=== Teks Kutipan ===
----------------

Tulisan kali ini
bermaksud untuk mengulas tiga pertemuan dari mata kuliah Auditing yang telah lalu. Pak Latif sebelumnya telah mengajar kami, Mahasiswa kelas A, pada saat
matrikulasi di kelas Akuntansi keuangan.
Pada minggu pertama,
Bapak hanya menyampaikan mekanisme perkuliahan dan menugaskan untuk membagi
kelompok di mana setiap kelompok bertanggungjawab untuk membawakan materi yang
termuat di GBRP. Setelah itu,
perkuliahan ditutup oleh Bapak, dan masih terdapat rentang waktu empat jam
sebelum mata kuliah selanjutnya, Pasar Modal dimulai.
Memanfaatkan waktu luang
tersebut, beberapa teman sebut saja Akmam, Pak Subagio, dan Wahid nonton
bersama sebuah film yang menceritakan upaya sekelompok narapidana untuk
membebaskan diri dari sebuah kapal yang menawan mereka.
Sementara itu, di sudut
belakang ruang kelas, nampak beberapa teman mahasiswa, yaitu Kak Yusuf, Edib, Kak Ela, dan Annica, tengah asyik membahas
berbagai topik, mulai dari film, sharing pengalaman,
dan sebagainya.
Ada juga yang dengan serius
menatap layar monitor di hadapannya seperti Dhea dan Bu Irna, seolah sedang
memonitoring pergerakan harga saham, atau mungkin sedang mengerjakan tugas.
Sementara saya ? Ya,
mengamati mereka
Pada minggu kedua
pembahasan dimulai dari materi tanggung jawab akuntan publik, kemudian
dilanjutkan dengan materi perencanaan audit.
Di dalam materi
tanggung jawab akuntan publik, terdapat sub pokok bahasan mengenai UU Pasar
modal, sehingga pada sesi tanya jawab muncul pertanyaan seperti dari Dhea bahwa
bagaimana menilai aman atau tidaknya suatu investasi ?
Pak Latif menjelaskan
bahwa meskipun di Bursa saham, setiap emiten diwajibkan menunjukkan laporan
keuangannya yang telah diaudit, namun pada kenyataannya laporan keuangan
tersebut tidak menjadi rujukan para investor domestik dalam pengambilan
keputuan investasinya. Para investor tersebut menurut beliau banyak yang sekedar
ikut-ikutan, memilih berinvestasi pada emiten yang ramai dibeli sahamnya.
Pertanyaan yang juga
muncul apakah auditor di bawah naungan sebuah KAP yang telah mengaudit sebuah
perusahaan selama lima tahun (hubungan audit antara KAP dan klien maksimal hanya
5 tahun, setelah itu diganti oleh KAP yang lain), masih dapat mengaudit
perusahaan yang sama apabila ia pindah KAP ?

----------------

=== Cuplikan Data ===
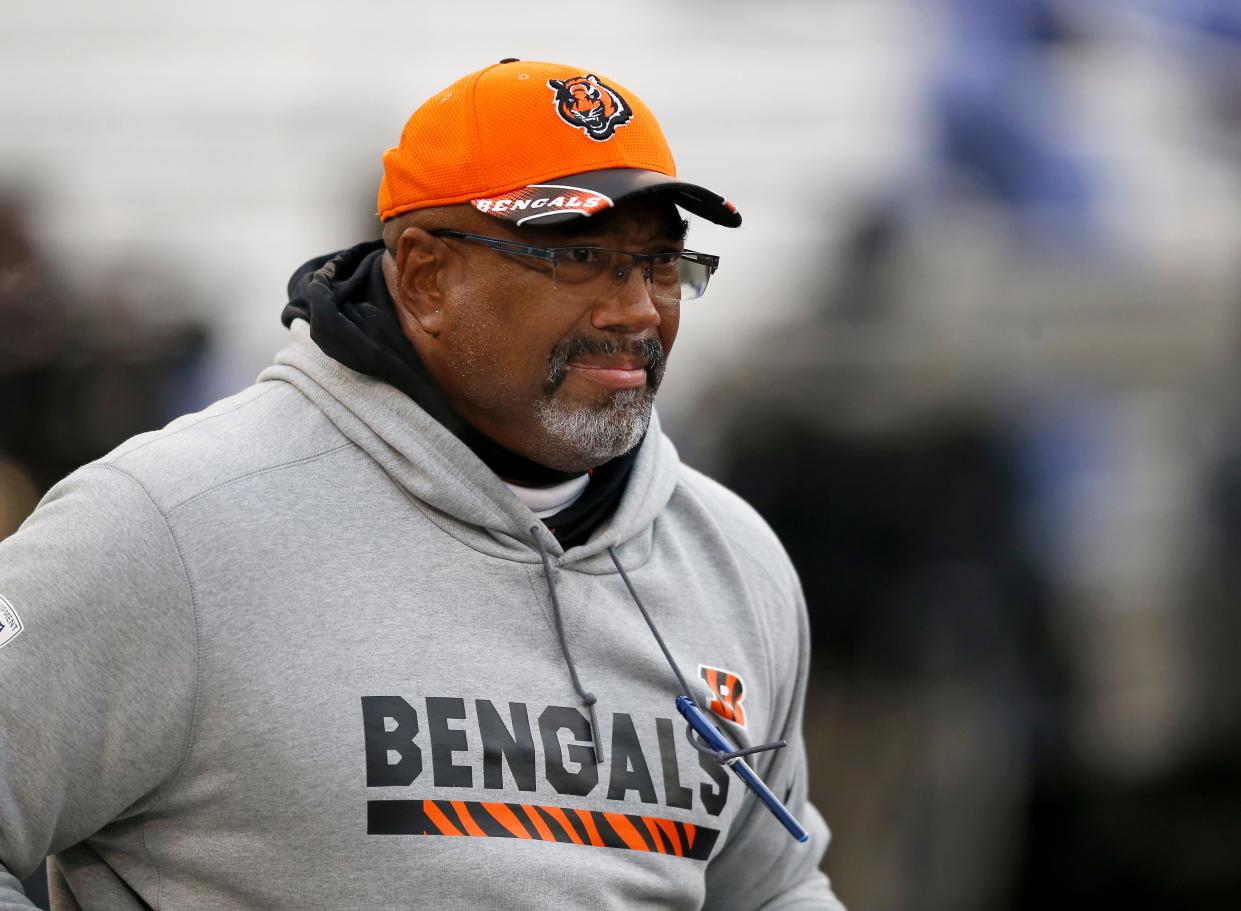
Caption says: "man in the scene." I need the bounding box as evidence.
[0,61,839,909]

----------------

=== Soal dan Tugas ===
- A) Menurut tulisan tentang kuliah Auditing, berapa lama hubungan audit antara KAP dan klien paling lama boleh berlangsung?
- B) Teruskan tulisan tentang kuliah Auditing, mulai tepat setelah pertanyaan terakhirnya tentang auditor yang pindah KAP.
Daftar di atas tidak diperlukan untuk mengerjakan tugas.

=== Daftar Jawaban ===
- A) Paling lama 5 tahun, setelah itu diganti oleh KAP yang lain.

- B)
Karena yang diatur
hubungan antara KAP dengan klien yang hanya boleh 5 tahun, bukannya hubungan antara
auditor itu sendiri dengan klien yang diaudit, sehingga dengan pindah KAP
terbuka kemungkinan ia akan mengaudit perusahaan yang sebelumnya telah ia audit
apabila KAP yang baru ia tempati menjalin kontrak yang baru dengan perusahaan
tersebut untuk diaudit.
Sabtu kemarin yang
merupakan pertemuan ketiga dan kembali disajikan dua materi mengenai pemahaman
mengenai entitas dan lingkungannya serta hakekat pengendalian internal.
Edib sempat
menanyakan mengenai temuan dalam audit terkait barang produksi yang dalam
prosesnya menggunakan barang yang dilarang oleh pemerintah ? bagaimana
menanganinya ?
Bapak menjelaskan bahwa
itu bukan kewenangan auditor melainkan tugas otoritas yang berwajib seperti
kepolisian karena terkait persoalan hukum, jadi menurut Bapak jangan membuat
profesi baru yang tidak ada.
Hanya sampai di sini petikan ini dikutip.